These images are representations of reality that viewers and audiences invest with meaning and value. They are also stand-ins which are not wholly accurate because the public imposes its own priors, context, and assumptions onto the people who are depicted in these pictures.
Moreover, these visual representations also carry the weight and burdens of such identities as race, class, and gender. The latter are social frames and markers that help us to locate these two people--one a black woman, the other a white man--in our own cognitive map. Bodies, and our efforts to represent them visually, do not exist in a social, political, or cultural vacuum.
Our shared political culture in the United States is prefaced upon common understandings about democracy, political inclusion, meritocracy, and the virtues of civic participation. However, this model of political consensus is being strained and exhausted by a highly polarized media, political actors that are invested in amplifying our differences about (what should be) areas of common concern, and a self-fulfilling model where Red and Blue State America are depicted as being so vastly different, that "normal" politics and compromise across divides of party and ideology are made nearly impossible.
As a construct, culture is also defined by unstated assumptions. Here, culture is those things that people in a given society do, believe, and accept as givens without much critical discussion or inquiry. Culture is the terrain of settled matters and norms which do not need to be arbitrated or worked through: it forms the social glue of a community. Cultural is ultimately a framework and lens through which we process the world around us.

[Outline annotation records]
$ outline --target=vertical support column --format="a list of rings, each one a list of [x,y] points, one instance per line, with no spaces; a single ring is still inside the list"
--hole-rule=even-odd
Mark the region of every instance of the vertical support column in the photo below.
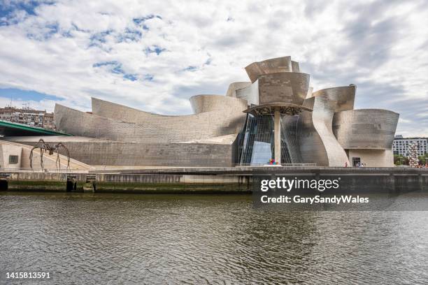
[[[275,162],[281,164],[281,114],[279,110],[275,110],[273,117],[273,131],[275,141]]]

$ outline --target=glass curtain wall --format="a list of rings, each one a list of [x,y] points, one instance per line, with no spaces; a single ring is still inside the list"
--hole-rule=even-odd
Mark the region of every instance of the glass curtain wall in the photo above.
[[[301,161],[298,142],[298,116],[281,115],[281,163],[295,163]],[[247,115],[243,132],[239,136],[241,165],[267,164],[275,157],[273,115]]]

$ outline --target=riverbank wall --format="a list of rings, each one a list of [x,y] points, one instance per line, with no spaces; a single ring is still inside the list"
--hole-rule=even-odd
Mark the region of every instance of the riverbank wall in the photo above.
[[[251,193],[257,177],[338,179],[341,191],[428,191],[428,169],[234,167],[1,172],[0,190],[135,193]]]

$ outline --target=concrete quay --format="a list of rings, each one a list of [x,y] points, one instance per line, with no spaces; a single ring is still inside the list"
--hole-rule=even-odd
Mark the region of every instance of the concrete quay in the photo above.
[[[250,193],[255,177],[340,177],[341,189],[428,190],[428,168],[228,167],[92,169],[86,172],[0,171],[0,190],[136,193]]]

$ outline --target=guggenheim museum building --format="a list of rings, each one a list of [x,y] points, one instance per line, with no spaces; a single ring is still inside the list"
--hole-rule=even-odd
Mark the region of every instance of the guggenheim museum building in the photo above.
[[[8,136],[62,142],[90,166],[217,167],[311,163],[393,166],[399,114],[354,109],[356,86],[313,92],[310,75],[284,57],[254,62],[225,95],[190,98],[194,114],[169,116],[92,98],[92,112],[57,104],[57,129],[73,136]]]

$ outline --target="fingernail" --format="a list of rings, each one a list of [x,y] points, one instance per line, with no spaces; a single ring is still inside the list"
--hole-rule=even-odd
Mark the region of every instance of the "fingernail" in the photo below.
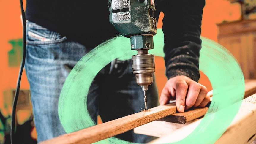
[[[180,106],[180,108],[179,110],[180,112],[183,112],[185,110],[185,107],[184,105],[181,105]]]

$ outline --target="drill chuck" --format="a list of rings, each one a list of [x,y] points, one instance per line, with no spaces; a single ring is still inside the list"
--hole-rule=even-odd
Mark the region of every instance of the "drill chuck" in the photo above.
[[[153,73],[155,72],[154,55],[149,54],[148,50],[137,50],[138,54],[132,57],[133,72],[136,82],[141,86],[143,91],[147,91],[153,82]]]

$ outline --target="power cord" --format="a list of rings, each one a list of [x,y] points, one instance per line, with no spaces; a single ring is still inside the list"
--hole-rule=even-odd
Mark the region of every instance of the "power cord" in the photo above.
[[[22,0],[20,0],[20,9],[21,10],[21,15],[23,24],[23,55],[22,57],[22,61],[21,62],[21,65],[20,69],[20,72],[19,73],[19,77],[18,81],[17,83],[17,86],[16,88],[16,91],[15,96],[13,101],[13,104],[12,106],[12,124],[11,126],[11,143],[14,143],[15,142],[15,118],[16,115],[16,106],[17,105],[17,101],[18,100],[18,97],[19,96],[19,93],[20,92],[20,81],[21,79],[21,75],[24,68],[25,64],[25,59],[26,57],[26,18],[25,15],[25,12],[24,11],[23,7],[23,3]]]

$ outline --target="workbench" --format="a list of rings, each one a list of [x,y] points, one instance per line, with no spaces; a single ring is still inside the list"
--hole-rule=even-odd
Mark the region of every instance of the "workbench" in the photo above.
[[[245,98],[240,109],[228,128],[214,143],[250,144],[255,139],[255,85],[256,80],[245,80]],[[185,124],[155,121],[135,128],[134,132],[137,133],[159,137],[148,143],[173,142],[189,135],[202,120],[197,119]]]

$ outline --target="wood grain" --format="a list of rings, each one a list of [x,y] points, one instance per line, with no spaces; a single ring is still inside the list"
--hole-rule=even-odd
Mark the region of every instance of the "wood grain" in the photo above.
[[[40,144],[91,143],[122,133],[173,113],[176,106],[157,107],[70,134],[44,141]]]
[[[212,96],[212,91],[209,91],[207,94],[207,95],[211,97]],[[256,93],[256,80],[245,80],[244,95],[244,99],[245,99],[255,93]],[[175,105],[175,104],[173,105]],[[204,115],[208,109],[208,107],[195,108],[182,113],[177,112],[175,113],[158,120],[179,124],[185,124]]]
[[[173,131],[168,135],[157,139],[148,143],[166,143],[178,141],[192,132],[201,120],[198,120]],[[256,94],[243,100],[241,107],[234,119],[214,143],[249,144],[256,137],[256,135],[255,135],[255,133]],[[205,143],[207,143],[207,138],[205,139]]]

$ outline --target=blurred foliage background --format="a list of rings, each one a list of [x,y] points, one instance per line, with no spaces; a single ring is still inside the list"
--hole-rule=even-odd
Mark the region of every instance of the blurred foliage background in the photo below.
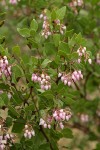
[[[23,39],[17,28],[29,27],[35,18],[40,21],[39,15],[44,9],[67,7],[64,23],[67,31],[73,29],[72,34],[81,32],[86,39],[86,47],[91,51],[94,63],[84,69],[85,81],[82,83],[85,99],[81,98],[75,105],[72,101],[75,114],[78,112],[89,115],[88,123],[81,123],[74,118],[74,138],[60,140],[59,149],[70,150],[100,150],[100,64],[96,63],[97,53],[100,53],[100,0],[84,0],[82,7],[77,8],[77,14],[69,7],[70,0],[21,0],[12,5],[9,0],[0,0],[0,43],[8,47],[20,45],[22,52],[28,52],[27,40]],[[82,88],[80,87],[80,88]]]

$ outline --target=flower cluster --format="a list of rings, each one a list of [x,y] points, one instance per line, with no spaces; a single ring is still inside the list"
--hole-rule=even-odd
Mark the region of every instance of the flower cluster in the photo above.
[[[20,0],[9,0],[9,3],[15,5],[18,3],[18,1],[20,1]]]
[[[11,143],[14,142],[14,135],[12,134],[3,134],[0,135],[0,150],[4,150],[7,146],[12,146],[11,144],[8,144],[8,141],[10,141]]]
[[[6,77],[11,75],[11,66],[9,66],[6,56],[0,56],[0,78],[4,74]]]
[[[3,94],[3,93],[4,93],[3,90],[0,90],[0,94]],[[7,95],[8,95],[8,99],[10,100],[12,97],[11,93],[8,93]]]
[[[33,130],[31,125],[25,125],[24,128],[24,137],[31,139],[32,136],[35,136],[35,131]]]
[[[15,135],[9,134],[7,128],[5,127],[5,120],[0,118],[0,150],[12,146],[9,143],[14,143]],[[10,142],[9,142],[10,141]]]
[[[80,79],[83,79],[83,75],[81,71],[74,71],[73,73],[59,73],[58,77],[61,77],[61,81],[64,83],[64,85],[71,86],[73,82],[79,81]]]
[[[40,83],[40,87],[42,90],[51,89],[50,76],[47,74],[42,73],[41,75],[39,75],[39,74],[33,73],[32,81]]]
[[[53,112],[53,118],[56,122],[58,122],[61,129],[64,128],[63,121],[68,121],[72,116],[71,111],[64,109],[57,109]]]
[[[64,31],[66,30],[66,26],[65,26],[64,24],[60,23],[60,20],[59,20],[59,19],[54,20],[53,22],[54,22],[54,24],[55,24],[56,26],[59,27],[59,31],[57,31],[57,32],[60,32],[61,34],[64,34]],[[55,32],[55,31],[54,31],[54,32]]]
[[[41,125],[41,126],[43,126],[44,128],[51,128],[51,125],[49,124],[49,122],[47,121],[45,121],[44,119],[42,119],[42,118],[40,118],[40,123],[39,123],[39,125]]]
[[[89,121],[89,116],[87,114],[81,114],[80,120],[81,120],[81,122],[86,123]]]
[[[50,30],[50,24],[49,20],[46,16],[46,10],[40,15],[40,19],[43,19],[43,31],[42,31],[42,36],[44,36],[46,39],[48,38],[49,35],[51,35],[51,30]]]
[[[60,23],[59,19],[56,19],[52,21],[53,27],[57,27],[57,31],[55,29],[50,29],[50,22],[48,17],[46,16],[46,10],[43,11],[42,14],[40,14],[40,19],[43,19],[43,31],[42,31],[42,36],[44,36],[46,39],[48,36],[54,34],[54,33],[61,33],[64,34],[64,31],[66,30],[66,26],[62,23]]]
[[[88,60],[88,63],[91,64],[92,60],[90,59],[90,54],[86,52],[86,47],[81,47],[77,50],[78,53],[78,63],[81,62],[82,57],[84,58],[84,61],[86,62]]]
[[[47,119],[40,119],[39,125],[42,125],[44,128],[51,128],[51,124],[55,122],[61,129],[64,128],[64,121],[68,121],[72,116],[70,109],[56,109],[53,111],[53,114]]]
[[[77,14],[77,7],[83,6],[83,0],[72,0],[72,2],[69,3],[69,6]]]
[[[97,53],[96,63],[100,65],[100,53]]]

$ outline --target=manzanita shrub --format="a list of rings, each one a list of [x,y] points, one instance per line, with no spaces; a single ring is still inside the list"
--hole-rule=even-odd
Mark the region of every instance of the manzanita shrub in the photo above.
[[[0,150],[58,150],[60,139],[77,139],[74,128],[86,139],[63,148],[83,150],[96,141],[99,150],[99,1],[8,0],[2,6],[16,19],[0,13]]]

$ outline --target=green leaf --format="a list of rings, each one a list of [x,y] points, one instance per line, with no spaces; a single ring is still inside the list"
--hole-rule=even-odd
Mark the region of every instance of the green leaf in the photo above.
[[[57,10],[57,18],[62,20],[65,16],[65,13],[66,13],[66,6],[60,8],[59,10]]]
[[[13,125],[12,132],[21,133],[24,129],[25,121],[21,118],[17,119]]]
[[[73,138],[72,130],[69,128],[64,128],[61,133],[65,138]]]
[[[37,31],[37,29],[38,29],[38,23],[36,22],[35,19],[33,19],[31,21],[30,27],[31,27],[32,30]]]
[[[8,84],[4,84],[4,83],[0,83],[0,89],[8,90],[9,89],[9,85]]]
[[[13,106],[8,106],[9,110],[12,112],[12,114],[16,117],[19,117],[20,114],[16,111],[16,109]]]
[[[52,19],[52,20],[55,20],[56,17],[57,17],[56,11],[53,10],[52,13],[51,13],[51,19]]]
[[[54,34],[53,35],[53,41],[54,41],[55,46],[58,46],[59,41],[60,41],[60,34]]]
[[[30,30],[28,28],[23,29],[17,28],[17,31],[22,37],[30,37]]]
[[[68,44],[65,43],[65,42],[60,42],[60,44],[59,44],[59,50],[63,51],[66,54],[70,53],[70,48],[69,48]]]
[[[52,62],[52,61],[49,60],[49,59],[45,59],[45,60],[42,62],[41,67],[42,67],[42,68],[45,68],[50,62]]]

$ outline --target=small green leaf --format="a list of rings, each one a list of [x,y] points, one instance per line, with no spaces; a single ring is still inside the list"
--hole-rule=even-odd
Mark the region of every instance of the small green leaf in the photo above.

■ **SET TASKS**:
a) According to the passage on visual representation and culture, what forms the social glue of a community?
b) Explain why the passage on visual representation and culture calls the images stand-ins that are not wholly accurate.
c) Continue the passage on visual representation and culture from where it stops.

■ **TASK-BY-TASK ANSWERS**:
a) Culture does, understood as the terrain of settled matters and norms that do not need to be arbitrated or worked through.

b) They are not wholly accurate because the public imposes its own priors, context, and assumptions onto the people depicted in them.

c)
In the conservative media, the black woman with her (incorrectly named) "Obama Phone" is now the subject of a meme. For the Right, she embodies all that is wrong with America, and a black president who is enabling a parasitic class of black and brown folks who live only to mooch off of "hard working" white people. For that public, and within the Right-wing Tea Party GOP conservative imagination more broadly, this woman is an alien Other, she is the undeserving poor, and an ideal-typical example of how blacks are anti-citizens who subvert American democracy. If America is supposedly a meritocracy where hard work is rewarded, the Obama Phone woman is the antithesis of these values.
That she is black, female, and poor represents a combination of attributes which are uniquely despised by white conservatives because of their addiction to symbolic racism, and a deep investment in the white racial frame. In the United States, poor black woman are counted as a group of people towards which public despise, shaming, and disgust is not just approved; rather, such disdain in the public sphere is encouraged as both a mark of middle class belonging and moral uprightness.
As Martin Gilens has deftly argued, moving the White public through appeals to Ronald Reagan's mythic Black Welfare Queen (as opposed to the corporate robber baron) is a cornerstone of contemporary conservatism, and is foundational to its efforts to destroy the social safety net, as well as drown the government in the proverbial bathtub.
In the Right-wing's dreamworld, the Obama Phone Lady is a "surplus" person with no place in an Ayn Rand fantasy, what is the Tea Party GOP's dystopian soon-to-be made true reality.
Culture is also transmitted through historical memory.
The white gun shop owner who believes that Obama is a socialist usurper represents a type of whiteness that is not benign. White folks imagine themselves through the lens of white privilege (where they are kind, innocent, and good). For others, Whiteness (and by implication, white people) has been a harbinger of violence, death, destruction, and exclusion.
White men with guns who are drunk on white racial resentment, and deeply proud of a gun culture that helped to do the work of both formal white supremacy, as well as Jim and Jane Crow, have historically been sources of deep anxiety for communities of color in the United States. White authority understood the power of guns and worked systematically to deny African Americans, and others, the right and privilege of gun ownership. The latter would allow us the ability to resist the regime of white terror that was the norm for most of United States history.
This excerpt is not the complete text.